[Saved data entries]
________________

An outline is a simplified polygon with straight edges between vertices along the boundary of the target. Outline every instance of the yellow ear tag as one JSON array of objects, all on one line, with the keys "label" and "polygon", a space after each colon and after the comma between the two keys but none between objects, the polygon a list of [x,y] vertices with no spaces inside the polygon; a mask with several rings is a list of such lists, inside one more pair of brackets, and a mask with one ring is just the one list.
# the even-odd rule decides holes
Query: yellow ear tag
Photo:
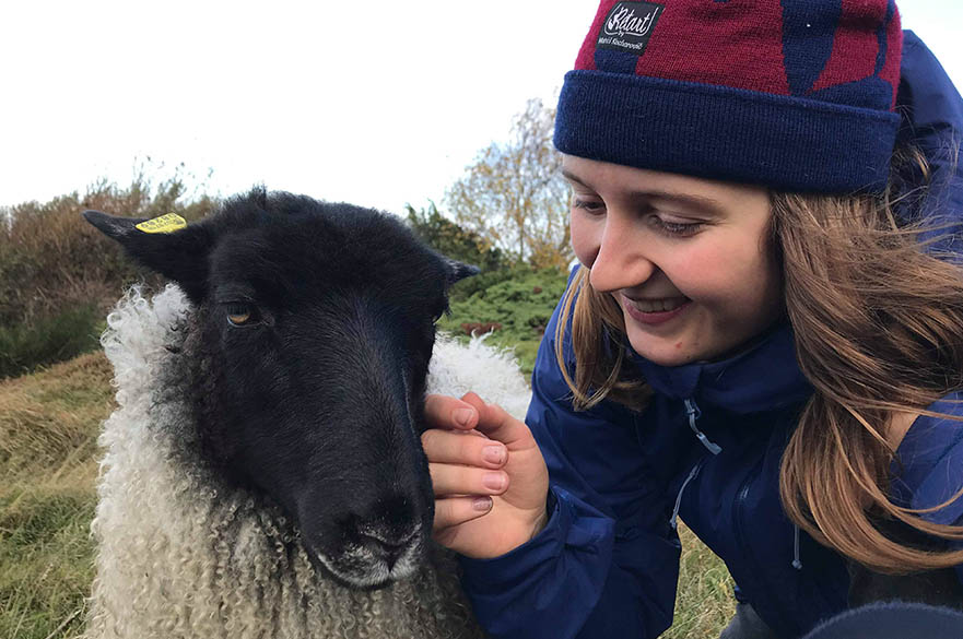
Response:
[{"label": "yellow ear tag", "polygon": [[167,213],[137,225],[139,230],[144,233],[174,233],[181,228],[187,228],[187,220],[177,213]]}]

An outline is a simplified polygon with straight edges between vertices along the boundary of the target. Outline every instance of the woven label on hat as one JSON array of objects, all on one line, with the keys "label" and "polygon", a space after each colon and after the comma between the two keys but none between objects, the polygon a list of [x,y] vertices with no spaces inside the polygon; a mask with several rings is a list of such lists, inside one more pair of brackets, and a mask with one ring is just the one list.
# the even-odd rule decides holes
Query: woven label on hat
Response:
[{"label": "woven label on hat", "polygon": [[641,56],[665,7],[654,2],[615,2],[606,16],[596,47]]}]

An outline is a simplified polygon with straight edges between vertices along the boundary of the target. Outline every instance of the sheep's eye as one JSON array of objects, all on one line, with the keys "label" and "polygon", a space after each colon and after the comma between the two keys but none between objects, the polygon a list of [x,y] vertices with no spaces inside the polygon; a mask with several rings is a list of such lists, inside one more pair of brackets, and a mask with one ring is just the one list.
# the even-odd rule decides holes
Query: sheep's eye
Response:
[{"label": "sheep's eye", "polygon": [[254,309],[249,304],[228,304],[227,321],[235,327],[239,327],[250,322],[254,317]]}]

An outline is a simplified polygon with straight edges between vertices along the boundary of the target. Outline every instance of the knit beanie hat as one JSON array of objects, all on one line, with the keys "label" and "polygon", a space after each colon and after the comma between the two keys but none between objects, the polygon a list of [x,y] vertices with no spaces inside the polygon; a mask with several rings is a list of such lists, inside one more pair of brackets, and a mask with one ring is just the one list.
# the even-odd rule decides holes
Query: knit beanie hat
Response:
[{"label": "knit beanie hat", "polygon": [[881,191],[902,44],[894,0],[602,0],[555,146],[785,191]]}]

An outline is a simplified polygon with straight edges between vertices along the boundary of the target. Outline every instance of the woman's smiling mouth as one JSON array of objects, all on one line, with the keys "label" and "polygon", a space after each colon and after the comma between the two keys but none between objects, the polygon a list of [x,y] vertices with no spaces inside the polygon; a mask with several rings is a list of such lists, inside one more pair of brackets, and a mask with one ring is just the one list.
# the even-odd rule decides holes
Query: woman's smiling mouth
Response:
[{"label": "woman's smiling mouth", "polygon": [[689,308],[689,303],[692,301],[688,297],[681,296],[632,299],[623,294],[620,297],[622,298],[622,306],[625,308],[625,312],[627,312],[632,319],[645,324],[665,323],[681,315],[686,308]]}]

________________

§ YOUR OBJECTIVE:
Without the pictures, transcribe the listing above exactly.

§ COMPLETED EXERCISE:
An outline is a simplified polygon with straight edges between vertices along the boundary of the target. Outline every instance of the yellow ear tag as one JSON array of objects, all on one line, with the keys "label" and "polygon", a space after each colon and after the comma between the two keys but none between objects, the polygon a list of [x,y] vertices with no spaces inside the polygon; a mask with several rings is a list of such lists, inside one more pair of brackets, and a mask with one ring is just the one list.
# the even-odd rule decides holes
Query: yellow ear tag
Photo:
Response:
[{"label": "yellow ear tag", "polygon": [[167,213],[137,225],[139,230],[144,233],[174,233],[181,228],[187,228],[187,220],[177,213]]}]

An outline is a simplified polygon with straight edges between vertices along the boundary of the target. Outline every instance of the woven label on hat as one JSON array of objects, all on one line, with the keys "label" and "polygon", a space after each colon and after the comma between the two keys but none between objects, the polygon a list of [x,y] vertices with no spaces inside the polygon; a mask with several rings is a list of such lists, inside one more pair of brackets, and a mask with one ring is just the one list.
# the even-odd rule decides holes
Query: woven label on hat
Response:
[{"label": "woven label on hat", "polygon": [[641,56],[665,7],[654,2],[615,2],[606,16],[596,47]]}]

An outline is a simplified polygon with straight edges between vertices along the boundary of the target. Outline every instance of the sheep's eye as one JSON array of objects, all on one line, with the keys "label" and "polygon", a space after each colon and after the comma between the two keys but none between objects, the polygon a list of [x,y] vertices with no spaces inside the polygon; a mask with several rings is a list of such lists, inside one more pair of brackets, and a mask with one ring is just the one list.
# the even-odd rule decides holes
Query: sheep's eye
Response:
[{"label": "sheep's eye", "polygon": [[254,309],[249,304],[228,304],[227,321],[235,327],[239,327],[250,322],[254,317]]}]

An outline is a simplified polygon with straight edges between vertices along the boundary of the target. Outline every instance of the knit beanie hat as one JSON array of objects, all on one line, with the keys "label" and "polygon", a space after each colon and after the comma between the two keys but none between objects, the polygon a list of [x,y] vertices with no spaces inside the polygon; a mask with several rings is a list of such lists, inside one more pair of brackets, and a mask with one ring is just the one list.
# the even-odd rule decides holes
Query: knit beanie hat
Response:
[{"label": "knit beanie hat", "polygon": [[881,191],[902,44],[894,0],[602,0],[555,146],[785,191]]}]

An outline is a simplified polygon with straight edges between vertices along the boundary of the target. Outline every instance of the woman's smiling mouth as one JSON array of objects, all on one line, with the keys "label" and "polygon", a space after each colon and after the comma between the two keys but none between objects, the polygon a list of [x,y] vertices with no spaces inside the polygon; a mask with several rings is a list of such lists, inside one more pair of brackets, and a mask with one ring is just the one list.
# the even-odd rule decides holes
Query: woman's smiling mouth
Response:
[{"label": "woman's smiling mouth", "polygon": [[689,308],[689,303],[692,301],[688,297],[681,296],[632,299],[623,294],[620,297],[622,298],[622,306],[625,308],[625,312],[627,312],[632,319],[645,324],[665,323],[681,315],[686,308]]}]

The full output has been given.